**Task goal**
Reproduce the lines in the entries below verbatim, beginning with the line that contains "Target: white building" and stopping after the line that contains "181 143 L 184". Include both of those lines and nothing else.

====== Records shown ======

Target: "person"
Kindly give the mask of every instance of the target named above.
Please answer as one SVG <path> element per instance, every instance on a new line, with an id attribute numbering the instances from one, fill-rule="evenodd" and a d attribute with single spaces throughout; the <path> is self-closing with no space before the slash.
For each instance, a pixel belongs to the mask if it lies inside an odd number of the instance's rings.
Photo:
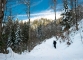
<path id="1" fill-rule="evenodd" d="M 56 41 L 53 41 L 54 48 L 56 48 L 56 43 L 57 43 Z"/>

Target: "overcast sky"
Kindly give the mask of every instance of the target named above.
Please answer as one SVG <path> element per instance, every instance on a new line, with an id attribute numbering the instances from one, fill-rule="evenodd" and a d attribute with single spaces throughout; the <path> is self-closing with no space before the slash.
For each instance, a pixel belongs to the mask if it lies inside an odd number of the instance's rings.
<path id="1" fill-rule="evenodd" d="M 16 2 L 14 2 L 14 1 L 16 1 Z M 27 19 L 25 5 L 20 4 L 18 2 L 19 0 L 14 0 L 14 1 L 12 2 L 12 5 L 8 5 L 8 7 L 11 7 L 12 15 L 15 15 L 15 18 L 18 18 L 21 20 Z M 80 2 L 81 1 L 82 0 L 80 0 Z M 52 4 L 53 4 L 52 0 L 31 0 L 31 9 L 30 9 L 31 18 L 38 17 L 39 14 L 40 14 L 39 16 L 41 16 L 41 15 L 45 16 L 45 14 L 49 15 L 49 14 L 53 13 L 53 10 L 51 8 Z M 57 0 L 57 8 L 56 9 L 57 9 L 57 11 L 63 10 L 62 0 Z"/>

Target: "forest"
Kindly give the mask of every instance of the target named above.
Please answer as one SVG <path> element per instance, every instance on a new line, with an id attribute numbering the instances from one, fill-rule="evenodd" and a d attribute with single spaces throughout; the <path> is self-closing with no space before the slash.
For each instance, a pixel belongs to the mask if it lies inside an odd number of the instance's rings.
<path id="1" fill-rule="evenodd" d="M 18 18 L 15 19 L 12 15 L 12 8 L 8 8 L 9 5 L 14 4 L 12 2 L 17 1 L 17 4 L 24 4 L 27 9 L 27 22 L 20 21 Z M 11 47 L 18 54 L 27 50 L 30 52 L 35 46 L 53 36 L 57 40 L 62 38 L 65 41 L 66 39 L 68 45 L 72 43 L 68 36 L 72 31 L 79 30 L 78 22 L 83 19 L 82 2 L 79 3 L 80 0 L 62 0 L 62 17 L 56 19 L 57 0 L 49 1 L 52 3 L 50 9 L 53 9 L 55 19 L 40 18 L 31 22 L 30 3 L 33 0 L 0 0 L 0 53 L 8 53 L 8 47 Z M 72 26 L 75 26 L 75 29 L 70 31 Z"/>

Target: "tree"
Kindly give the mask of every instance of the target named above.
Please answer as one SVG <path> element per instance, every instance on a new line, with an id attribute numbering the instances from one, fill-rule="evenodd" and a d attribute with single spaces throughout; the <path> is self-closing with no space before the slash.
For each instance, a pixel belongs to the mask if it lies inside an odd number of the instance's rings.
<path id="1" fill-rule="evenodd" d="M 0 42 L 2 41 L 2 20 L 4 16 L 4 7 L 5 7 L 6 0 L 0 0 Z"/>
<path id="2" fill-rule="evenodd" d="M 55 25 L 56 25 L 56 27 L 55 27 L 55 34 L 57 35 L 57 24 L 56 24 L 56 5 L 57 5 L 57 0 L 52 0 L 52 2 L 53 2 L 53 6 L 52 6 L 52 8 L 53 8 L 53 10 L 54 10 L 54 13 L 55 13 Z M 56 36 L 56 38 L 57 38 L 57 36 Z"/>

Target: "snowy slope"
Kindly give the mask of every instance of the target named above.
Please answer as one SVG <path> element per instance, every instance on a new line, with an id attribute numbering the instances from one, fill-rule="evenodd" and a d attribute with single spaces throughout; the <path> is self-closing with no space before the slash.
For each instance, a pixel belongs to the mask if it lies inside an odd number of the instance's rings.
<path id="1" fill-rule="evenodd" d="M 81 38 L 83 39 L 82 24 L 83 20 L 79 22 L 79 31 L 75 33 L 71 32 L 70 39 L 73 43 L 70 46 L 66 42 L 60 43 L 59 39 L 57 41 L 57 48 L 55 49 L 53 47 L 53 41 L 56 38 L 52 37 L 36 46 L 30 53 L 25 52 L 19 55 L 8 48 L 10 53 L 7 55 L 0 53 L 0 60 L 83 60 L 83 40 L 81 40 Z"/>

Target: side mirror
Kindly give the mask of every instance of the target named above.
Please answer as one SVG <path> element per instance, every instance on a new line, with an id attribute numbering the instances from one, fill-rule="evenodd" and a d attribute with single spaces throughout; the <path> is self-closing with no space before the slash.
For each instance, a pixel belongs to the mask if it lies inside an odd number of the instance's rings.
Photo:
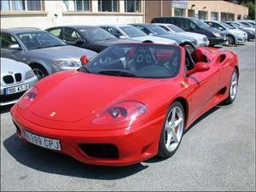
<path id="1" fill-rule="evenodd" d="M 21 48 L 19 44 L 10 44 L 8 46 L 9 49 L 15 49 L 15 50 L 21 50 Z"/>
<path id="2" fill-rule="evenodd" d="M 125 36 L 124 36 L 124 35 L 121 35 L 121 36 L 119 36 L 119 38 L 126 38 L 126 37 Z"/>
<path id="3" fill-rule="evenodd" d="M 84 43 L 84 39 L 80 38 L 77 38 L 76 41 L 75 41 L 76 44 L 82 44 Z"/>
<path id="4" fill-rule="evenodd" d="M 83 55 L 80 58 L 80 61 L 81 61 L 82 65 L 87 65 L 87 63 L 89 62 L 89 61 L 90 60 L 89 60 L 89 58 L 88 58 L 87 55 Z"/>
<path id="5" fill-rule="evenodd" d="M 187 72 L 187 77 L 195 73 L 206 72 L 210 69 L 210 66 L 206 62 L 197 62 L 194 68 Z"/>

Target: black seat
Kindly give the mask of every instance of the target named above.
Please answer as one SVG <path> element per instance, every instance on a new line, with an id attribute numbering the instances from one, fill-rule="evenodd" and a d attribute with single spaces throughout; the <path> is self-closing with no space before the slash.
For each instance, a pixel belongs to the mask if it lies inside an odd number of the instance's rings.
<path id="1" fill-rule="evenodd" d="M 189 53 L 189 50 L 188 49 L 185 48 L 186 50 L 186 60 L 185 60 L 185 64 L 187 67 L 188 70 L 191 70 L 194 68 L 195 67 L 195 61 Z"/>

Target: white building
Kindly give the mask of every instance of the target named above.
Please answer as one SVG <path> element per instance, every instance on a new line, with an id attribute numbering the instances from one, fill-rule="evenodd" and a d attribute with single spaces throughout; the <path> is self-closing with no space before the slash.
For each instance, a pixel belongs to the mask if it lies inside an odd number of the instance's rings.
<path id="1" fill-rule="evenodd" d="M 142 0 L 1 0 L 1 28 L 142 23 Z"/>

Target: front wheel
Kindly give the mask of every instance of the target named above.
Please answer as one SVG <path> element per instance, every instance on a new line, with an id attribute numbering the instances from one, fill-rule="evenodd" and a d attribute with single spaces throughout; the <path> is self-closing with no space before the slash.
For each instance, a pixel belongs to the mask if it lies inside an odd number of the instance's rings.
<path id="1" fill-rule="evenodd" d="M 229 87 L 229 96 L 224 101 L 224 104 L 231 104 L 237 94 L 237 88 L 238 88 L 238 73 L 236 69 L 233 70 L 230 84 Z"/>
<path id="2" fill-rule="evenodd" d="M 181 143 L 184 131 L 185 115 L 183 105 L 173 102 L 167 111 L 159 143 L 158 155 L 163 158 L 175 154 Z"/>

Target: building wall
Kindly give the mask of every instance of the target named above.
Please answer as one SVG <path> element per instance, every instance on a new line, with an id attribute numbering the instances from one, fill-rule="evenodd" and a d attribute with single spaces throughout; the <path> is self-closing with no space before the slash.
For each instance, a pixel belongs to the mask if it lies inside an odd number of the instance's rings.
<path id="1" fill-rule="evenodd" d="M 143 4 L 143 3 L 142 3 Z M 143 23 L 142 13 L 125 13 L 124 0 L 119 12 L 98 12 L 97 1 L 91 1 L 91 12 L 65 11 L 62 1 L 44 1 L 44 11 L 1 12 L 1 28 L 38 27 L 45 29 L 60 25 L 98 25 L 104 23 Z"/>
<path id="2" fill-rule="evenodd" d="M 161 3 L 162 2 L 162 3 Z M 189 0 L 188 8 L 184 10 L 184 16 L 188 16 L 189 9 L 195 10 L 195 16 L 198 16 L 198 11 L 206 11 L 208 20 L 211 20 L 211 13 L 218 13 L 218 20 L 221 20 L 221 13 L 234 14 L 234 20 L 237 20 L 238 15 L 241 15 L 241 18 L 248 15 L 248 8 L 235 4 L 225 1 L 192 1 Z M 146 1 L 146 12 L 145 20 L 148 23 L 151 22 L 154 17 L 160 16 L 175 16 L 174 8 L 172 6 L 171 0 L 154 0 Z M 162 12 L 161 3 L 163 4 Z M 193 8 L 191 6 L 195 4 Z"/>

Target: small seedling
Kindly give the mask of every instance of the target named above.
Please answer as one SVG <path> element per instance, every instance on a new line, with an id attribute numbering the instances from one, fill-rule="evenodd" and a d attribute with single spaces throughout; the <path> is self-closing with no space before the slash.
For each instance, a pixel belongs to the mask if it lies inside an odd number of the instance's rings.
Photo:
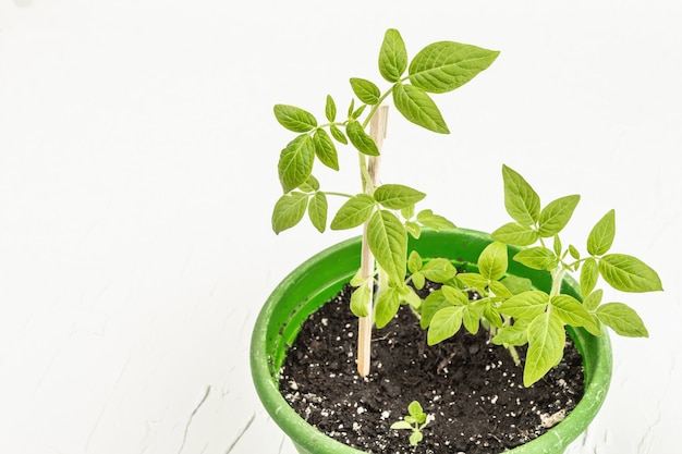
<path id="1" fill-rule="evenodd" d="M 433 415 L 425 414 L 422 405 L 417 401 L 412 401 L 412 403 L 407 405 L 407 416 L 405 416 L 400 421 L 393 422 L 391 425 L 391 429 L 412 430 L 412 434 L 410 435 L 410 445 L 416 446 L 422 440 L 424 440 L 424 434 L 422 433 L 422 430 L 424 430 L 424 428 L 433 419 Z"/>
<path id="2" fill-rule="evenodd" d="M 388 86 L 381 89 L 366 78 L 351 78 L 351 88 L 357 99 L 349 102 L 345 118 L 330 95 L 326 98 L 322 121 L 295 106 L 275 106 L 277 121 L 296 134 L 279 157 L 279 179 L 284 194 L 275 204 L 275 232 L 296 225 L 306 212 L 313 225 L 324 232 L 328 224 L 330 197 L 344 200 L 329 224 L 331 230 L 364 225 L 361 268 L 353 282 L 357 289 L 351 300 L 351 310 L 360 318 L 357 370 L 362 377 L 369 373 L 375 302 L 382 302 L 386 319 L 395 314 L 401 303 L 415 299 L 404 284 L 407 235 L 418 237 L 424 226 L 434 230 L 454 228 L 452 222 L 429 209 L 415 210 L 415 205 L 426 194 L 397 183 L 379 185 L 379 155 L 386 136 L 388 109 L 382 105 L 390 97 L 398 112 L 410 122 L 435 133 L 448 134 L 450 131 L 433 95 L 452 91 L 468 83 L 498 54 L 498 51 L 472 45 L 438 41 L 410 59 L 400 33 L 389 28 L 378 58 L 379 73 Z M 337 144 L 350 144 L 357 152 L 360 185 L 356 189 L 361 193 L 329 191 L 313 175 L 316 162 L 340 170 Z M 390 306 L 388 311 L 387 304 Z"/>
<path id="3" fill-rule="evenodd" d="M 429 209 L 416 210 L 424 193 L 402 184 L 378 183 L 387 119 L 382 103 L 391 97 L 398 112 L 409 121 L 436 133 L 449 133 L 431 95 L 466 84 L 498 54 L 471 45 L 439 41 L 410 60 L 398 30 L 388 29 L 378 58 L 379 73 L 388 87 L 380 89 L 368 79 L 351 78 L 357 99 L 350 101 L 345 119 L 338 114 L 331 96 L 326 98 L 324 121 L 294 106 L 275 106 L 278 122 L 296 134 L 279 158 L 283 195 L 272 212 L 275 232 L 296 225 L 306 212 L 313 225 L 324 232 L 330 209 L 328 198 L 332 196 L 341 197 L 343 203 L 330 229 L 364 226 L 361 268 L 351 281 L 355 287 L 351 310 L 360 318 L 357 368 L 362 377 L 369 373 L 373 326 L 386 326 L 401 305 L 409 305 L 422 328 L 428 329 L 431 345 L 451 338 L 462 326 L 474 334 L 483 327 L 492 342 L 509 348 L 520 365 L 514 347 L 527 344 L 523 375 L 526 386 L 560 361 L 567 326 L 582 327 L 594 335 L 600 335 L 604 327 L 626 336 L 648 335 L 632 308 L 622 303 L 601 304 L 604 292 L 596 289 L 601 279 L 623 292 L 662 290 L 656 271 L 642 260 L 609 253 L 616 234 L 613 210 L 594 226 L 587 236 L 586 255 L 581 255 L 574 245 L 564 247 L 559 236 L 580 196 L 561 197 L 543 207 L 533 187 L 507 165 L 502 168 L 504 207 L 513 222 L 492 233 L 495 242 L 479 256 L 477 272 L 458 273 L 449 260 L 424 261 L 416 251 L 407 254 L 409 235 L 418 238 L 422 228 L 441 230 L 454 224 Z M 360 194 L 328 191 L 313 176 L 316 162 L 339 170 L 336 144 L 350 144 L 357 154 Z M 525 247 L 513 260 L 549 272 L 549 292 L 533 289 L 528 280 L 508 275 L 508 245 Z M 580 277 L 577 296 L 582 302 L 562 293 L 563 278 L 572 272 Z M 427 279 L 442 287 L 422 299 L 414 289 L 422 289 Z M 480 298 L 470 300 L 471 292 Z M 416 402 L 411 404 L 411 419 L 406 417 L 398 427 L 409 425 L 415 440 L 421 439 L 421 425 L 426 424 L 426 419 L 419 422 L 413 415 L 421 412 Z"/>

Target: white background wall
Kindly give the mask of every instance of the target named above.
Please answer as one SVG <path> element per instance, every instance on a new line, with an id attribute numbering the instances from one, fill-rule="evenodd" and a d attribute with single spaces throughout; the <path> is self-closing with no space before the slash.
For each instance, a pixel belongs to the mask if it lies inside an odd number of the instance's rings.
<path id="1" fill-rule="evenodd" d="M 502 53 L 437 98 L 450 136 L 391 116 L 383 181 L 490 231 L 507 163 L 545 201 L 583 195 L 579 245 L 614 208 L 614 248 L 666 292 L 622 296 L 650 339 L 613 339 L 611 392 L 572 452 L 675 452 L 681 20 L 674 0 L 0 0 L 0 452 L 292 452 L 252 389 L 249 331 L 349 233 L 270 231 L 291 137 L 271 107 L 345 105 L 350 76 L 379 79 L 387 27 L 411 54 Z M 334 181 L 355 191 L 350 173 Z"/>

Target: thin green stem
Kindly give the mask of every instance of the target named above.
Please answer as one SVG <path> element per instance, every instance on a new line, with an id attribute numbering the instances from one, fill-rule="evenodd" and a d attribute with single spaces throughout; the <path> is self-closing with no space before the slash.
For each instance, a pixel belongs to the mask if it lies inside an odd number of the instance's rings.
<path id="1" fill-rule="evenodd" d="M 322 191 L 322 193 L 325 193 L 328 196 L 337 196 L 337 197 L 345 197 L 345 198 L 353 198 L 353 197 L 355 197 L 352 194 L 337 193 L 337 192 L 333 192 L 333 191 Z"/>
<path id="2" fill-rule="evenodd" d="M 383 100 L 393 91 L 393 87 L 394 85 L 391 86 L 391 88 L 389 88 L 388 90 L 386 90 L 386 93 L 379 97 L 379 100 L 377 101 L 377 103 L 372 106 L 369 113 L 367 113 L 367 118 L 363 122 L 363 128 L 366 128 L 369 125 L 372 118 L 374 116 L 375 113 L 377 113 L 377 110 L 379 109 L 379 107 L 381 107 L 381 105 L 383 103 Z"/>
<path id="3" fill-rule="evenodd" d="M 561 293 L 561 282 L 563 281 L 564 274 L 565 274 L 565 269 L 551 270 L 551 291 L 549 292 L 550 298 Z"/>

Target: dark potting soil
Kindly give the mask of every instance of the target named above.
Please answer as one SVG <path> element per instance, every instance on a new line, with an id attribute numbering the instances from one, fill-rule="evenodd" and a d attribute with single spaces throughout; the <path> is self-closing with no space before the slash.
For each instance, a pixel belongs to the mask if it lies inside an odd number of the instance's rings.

======

**Written answer**
Target: white building
Kindly give the mask of every instance of the target named above.
Please answer as one SVG <path> element per instance, every instance on a new line, with an id attribute numbering the instances from one, fill-rule="evenodd" and a d attribute with single spaces throughout; the <path> is self-closing with no space before the slash.
For each instance, a pixel belongs to the mask if it lies inside an odd number of the instance's rings.
<path id="1" fill-rule="evenodd" d="M 142 0 L 1 0 L 1 28 L 142 23 Z"/>

Target: front wheel
Kindly give the mask of every instance of the target named above.
Please answer as one SVG <path> element per instance, every instance on a new line, with an id attribute numbering the instances from one, fill-rule="evenodd" and a d attribute with single spaces throughout; the <path> is self-closing with no space before the slash.
For each instance, a pixel belongs to the mask if it lies inside an odd number of the instance's rings.
<path id="1" fill-rule="evenodd" d="M 229 87 L 229 96 L 224 101 L 224 104 L 231 104 L 237 94 L 237 88 L 238 88 L 238 73 L 236 69 L 233 70 L 230 84 Z"/>
<path id="2" fill-rule="evenodd" d="M 181 143 L 184 131 L 185 115 L 183 105 L 173 102 L 167 111 L 159 143 L 158 155 L 163 158 L 175 154 Z"/>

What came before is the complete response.